- _Task statement_: The line containing "Each instance of the white cloud" opens the span to copy, and the last line of the records below closes it. Write out that span exactly.

- _Data supplied_:
------------------------------
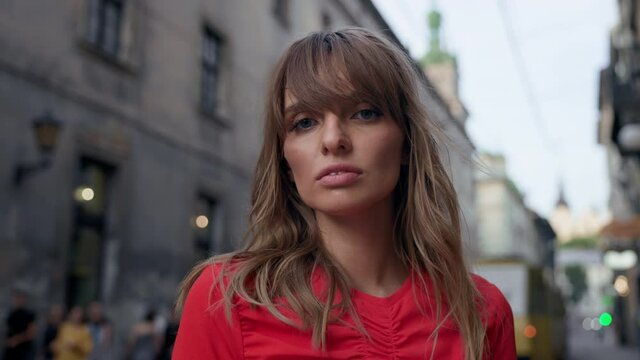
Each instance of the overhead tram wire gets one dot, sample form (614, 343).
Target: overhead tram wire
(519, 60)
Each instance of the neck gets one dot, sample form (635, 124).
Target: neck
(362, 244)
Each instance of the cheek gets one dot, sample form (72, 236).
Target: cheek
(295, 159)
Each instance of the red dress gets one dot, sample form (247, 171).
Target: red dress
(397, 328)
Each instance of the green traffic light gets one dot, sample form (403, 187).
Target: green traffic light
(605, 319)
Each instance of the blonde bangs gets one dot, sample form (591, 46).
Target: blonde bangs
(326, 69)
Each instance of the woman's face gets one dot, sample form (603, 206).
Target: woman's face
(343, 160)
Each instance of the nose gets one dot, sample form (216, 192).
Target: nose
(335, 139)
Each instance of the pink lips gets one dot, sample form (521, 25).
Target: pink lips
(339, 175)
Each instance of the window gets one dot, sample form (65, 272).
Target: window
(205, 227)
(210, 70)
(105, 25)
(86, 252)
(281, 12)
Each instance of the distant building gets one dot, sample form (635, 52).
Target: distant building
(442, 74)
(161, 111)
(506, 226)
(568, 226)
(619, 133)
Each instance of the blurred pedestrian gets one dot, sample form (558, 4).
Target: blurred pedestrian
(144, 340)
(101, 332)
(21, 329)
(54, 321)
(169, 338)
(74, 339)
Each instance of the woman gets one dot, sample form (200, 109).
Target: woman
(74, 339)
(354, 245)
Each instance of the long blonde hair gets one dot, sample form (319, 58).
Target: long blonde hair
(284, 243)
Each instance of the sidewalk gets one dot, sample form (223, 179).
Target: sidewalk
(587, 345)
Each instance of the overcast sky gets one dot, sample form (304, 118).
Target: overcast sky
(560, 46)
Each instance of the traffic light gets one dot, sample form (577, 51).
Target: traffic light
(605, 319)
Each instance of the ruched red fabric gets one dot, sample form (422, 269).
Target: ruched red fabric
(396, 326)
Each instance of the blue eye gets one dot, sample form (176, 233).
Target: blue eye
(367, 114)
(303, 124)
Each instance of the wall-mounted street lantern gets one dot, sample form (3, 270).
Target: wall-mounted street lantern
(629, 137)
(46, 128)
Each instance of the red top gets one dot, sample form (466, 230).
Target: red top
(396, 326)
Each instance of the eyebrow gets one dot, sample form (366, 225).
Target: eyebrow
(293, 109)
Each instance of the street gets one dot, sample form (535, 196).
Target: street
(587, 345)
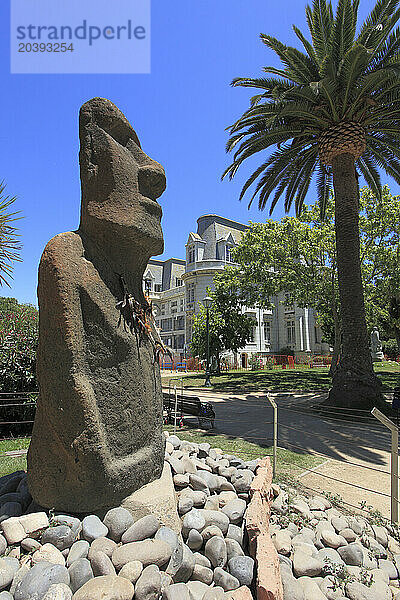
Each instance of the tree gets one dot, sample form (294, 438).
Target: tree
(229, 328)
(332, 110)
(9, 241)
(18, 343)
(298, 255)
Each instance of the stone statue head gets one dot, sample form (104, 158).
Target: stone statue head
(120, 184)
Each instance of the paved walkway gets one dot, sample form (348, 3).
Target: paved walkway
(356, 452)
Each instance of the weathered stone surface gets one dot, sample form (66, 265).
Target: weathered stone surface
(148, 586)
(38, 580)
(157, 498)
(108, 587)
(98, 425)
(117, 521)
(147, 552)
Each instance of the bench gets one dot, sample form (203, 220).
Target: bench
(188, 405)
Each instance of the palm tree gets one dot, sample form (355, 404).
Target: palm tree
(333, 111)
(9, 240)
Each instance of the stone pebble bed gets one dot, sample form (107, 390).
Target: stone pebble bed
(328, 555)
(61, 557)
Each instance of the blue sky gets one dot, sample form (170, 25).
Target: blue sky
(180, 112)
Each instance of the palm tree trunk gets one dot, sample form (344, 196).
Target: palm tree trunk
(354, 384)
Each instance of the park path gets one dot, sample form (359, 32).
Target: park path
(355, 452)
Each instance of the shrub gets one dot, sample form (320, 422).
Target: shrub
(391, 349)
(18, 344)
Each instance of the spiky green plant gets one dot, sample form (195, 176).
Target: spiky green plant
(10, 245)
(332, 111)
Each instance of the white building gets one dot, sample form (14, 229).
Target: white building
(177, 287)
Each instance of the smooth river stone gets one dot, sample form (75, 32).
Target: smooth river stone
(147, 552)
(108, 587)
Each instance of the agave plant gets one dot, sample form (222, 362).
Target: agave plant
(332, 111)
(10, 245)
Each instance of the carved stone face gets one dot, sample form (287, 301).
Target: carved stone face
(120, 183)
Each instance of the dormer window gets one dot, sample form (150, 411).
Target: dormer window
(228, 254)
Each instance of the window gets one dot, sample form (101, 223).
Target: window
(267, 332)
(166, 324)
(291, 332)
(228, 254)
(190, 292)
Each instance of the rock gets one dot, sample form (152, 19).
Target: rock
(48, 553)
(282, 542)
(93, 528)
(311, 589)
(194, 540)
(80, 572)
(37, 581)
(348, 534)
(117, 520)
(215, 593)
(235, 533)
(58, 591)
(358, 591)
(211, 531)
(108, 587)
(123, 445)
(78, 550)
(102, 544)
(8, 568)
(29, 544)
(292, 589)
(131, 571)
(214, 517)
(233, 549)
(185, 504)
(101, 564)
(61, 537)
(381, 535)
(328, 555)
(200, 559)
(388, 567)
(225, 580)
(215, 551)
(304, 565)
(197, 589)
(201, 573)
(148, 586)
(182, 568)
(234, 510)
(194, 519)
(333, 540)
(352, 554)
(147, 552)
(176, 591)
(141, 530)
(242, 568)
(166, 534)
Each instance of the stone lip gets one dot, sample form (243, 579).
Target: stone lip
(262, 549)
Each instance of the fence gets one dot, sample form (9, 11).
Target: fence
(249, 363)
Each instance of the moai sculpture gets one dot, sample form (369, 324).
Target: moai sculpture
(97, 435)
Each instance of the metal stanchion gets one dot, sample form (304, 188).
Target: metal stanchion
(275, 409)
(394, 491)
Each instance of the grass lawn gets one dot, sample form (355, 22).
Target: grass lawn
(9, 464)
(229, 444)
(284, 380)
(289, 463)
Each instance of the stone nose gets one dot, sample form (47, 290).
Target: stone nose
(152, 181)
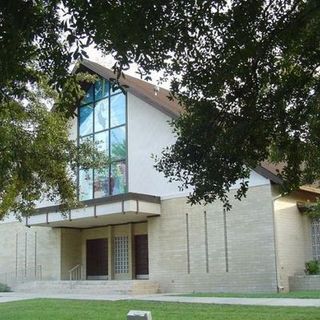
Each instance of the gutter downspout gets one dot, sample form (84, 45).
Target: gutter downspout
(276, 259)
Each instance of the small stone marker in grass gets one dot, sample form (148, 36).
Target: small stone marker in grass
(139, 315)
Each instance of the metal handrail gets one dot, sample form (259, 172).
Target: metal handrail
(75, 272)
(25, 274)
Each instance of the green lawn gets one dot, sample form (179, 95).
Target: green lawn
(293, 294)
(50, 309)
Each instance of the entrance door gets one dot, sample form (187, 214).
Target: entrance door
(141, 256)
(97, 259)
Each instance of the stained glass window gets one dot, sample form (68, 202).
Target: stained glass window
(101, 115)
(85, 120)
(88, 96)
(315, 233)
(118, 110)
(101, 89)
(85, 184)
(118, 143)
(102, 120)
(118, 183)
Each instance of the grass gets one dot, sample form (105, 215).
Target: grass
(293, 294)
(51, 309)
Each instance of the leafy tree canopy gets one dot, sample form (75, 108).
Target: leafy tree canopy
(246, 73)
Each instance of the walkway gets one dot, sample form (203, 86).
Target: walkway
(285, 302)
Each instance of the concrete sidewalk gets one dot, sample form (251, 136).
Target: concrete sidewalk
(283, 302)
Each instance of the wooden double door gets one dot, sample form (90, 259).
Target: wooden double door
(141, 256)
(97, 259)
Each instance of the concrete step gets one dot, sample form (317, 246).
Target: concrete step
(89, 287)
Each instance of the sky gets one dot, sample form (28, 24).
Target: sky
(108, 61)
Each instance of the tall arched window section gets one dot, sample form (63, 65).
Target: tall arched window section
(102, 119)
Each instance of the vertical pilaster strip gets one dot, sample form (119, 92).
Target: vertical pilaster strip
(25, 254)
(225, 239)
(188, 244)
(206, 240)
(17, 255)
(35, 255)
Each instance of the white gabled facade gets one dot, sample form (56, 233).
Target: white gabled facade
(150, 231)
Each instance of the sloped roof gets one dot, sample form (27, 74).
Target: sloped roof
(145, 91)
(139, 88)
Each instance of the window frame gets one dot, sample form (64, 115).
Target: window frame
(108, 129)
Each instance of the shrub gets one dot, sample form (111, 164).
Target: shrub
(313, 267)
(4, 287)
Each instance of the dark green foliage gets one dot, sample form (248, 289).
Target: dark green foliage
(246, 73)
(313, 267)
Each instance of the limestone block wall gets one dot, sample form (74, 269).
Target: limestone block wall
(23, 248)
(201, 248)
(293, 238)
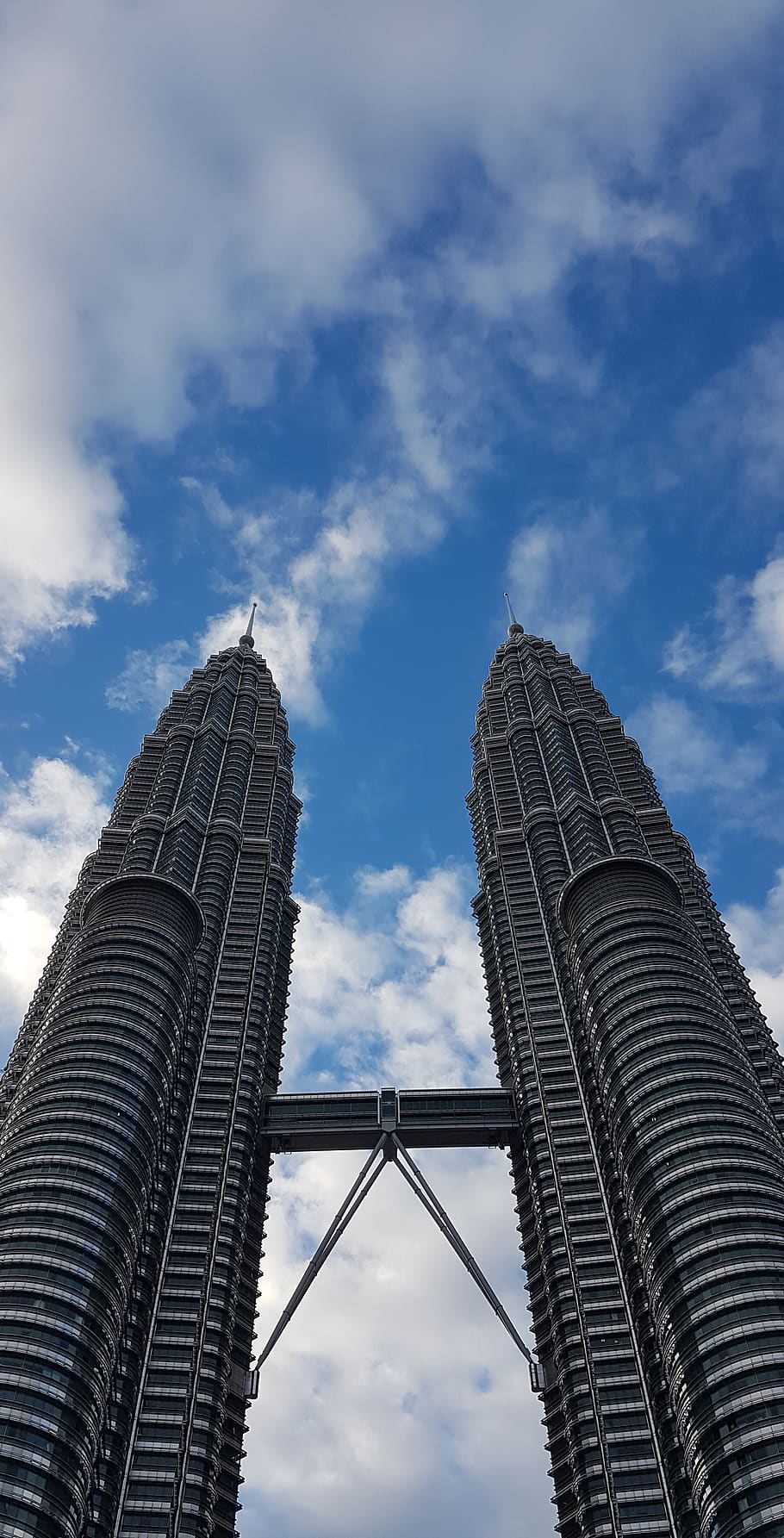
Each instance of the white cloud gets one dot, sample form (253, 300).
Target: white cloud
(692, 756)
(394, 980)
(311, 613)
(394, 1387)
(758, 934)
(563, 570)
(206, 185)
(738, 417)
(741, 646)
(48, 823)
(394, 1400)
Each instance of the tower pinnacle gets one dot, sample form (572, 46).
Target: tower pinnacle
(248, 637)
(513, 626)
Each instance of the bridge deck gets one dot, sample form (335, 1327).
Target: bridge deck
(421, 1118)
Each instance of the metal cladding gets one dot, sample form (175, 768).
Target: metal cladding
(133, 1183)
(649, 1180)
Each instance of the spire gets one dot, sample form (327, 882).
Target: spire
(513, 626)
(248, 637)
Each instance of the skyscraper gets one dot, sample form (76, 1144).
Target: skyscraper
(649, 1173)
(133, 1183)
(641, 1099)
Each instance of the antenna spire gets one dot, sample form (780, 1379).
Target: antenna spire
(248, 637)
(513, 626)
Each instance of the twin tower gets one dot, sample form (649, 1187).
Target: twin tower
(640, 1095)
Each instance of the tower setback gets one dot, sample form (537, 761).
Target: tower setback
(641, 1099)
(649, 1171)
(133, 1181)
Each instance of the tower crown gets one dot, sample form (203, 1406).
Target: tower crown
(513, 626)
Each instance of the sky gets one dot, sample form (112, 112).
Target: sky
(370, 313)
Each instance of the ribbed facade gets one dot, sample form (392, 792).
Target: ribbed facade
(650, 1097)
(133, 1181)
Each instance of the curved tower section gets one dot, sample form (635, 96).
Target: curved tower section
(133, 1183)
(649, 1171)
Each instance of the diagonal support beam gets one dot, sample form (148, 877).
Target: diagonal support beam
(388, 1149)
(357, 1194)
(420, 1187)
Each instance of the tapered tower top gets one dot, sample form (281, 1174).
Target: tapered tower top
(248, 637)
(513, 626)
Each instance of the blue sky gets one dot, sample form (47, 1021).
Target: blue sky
------------------------------
- _Written reply_:
Each instance of the white cloud gets one dot, sample form (253, 300).
Target: white cloud
(692, 756)
(394, 980)
(311, 613)
(394, 1387)
(758, 934)
(563, 570)
(206, 185)
(738, 417)
(741, 646)
(48, 823)
(394, 1400)
Each instance of the tower pinnacle gets one dot, sample form (572, 46).
Target: tower pinnacle
(248, 637)
(513, 626)
Each instance of the bridge deck gets one dot, sample form (335, 1327).
Target: bridge deck
(421, 1118)
Each instance of the metal cladding gets one dot, sample form (175, 768).
Target: metal cladding
(133, 1183)
(649, 1180)
Each instance of the spire gets one dot, sample form (327, 882).
Target: spire
(513, 626)
(248, 637)
Each instance of the skyscraper gets one dot, sample form (76, 1144).
Target: skyscraper
(649, 1173)
(133, 1183)
(641, 1099)
Each instance of the antenna spire gets one dot, sample form (780, 1379).
Target: antenna spire
(248, 637)
(513, 626)
Each instance of the twin tower gets one dot, sample form (649, 1187).
Target: twin tower
(640, 1095)
Each instance of the tower setback gets one dot, sample form (537, 761).
Target: tower setback
(641, 1099)
(649, 1171)
(133, 1181)
Each instance of the tower crown gets one dot, sample form (203, 1406).
Target: tower crown
(513, 626)
Each instance of the sky gets one dot, sample form (112, 112).
Target: sky
(370, 313)
Each instance of the ribbed facade gets one dot, sample form (392, 792).
Target: ribbed facade
(650, 1097)
(133, 1181)
Each instance of the curved tower section gets one dot, sample form (635, 96).
Target: curved tower section
(133, 1183)
(649, 1171)
Each instance of the diagonal support beam gets one dot, sample form (148, 877).
Target: diagonal support beam
(388, 1149)
(357, 1194)
(420, 1187)
Each instance of the tapered tower top gets one dot, sample form (281, 1174).
Target: tapered tower top
(248, 637)
(513, 626)
Each instance of the blue sky gets one dot, sample form (47, 1021).
Target: blue sky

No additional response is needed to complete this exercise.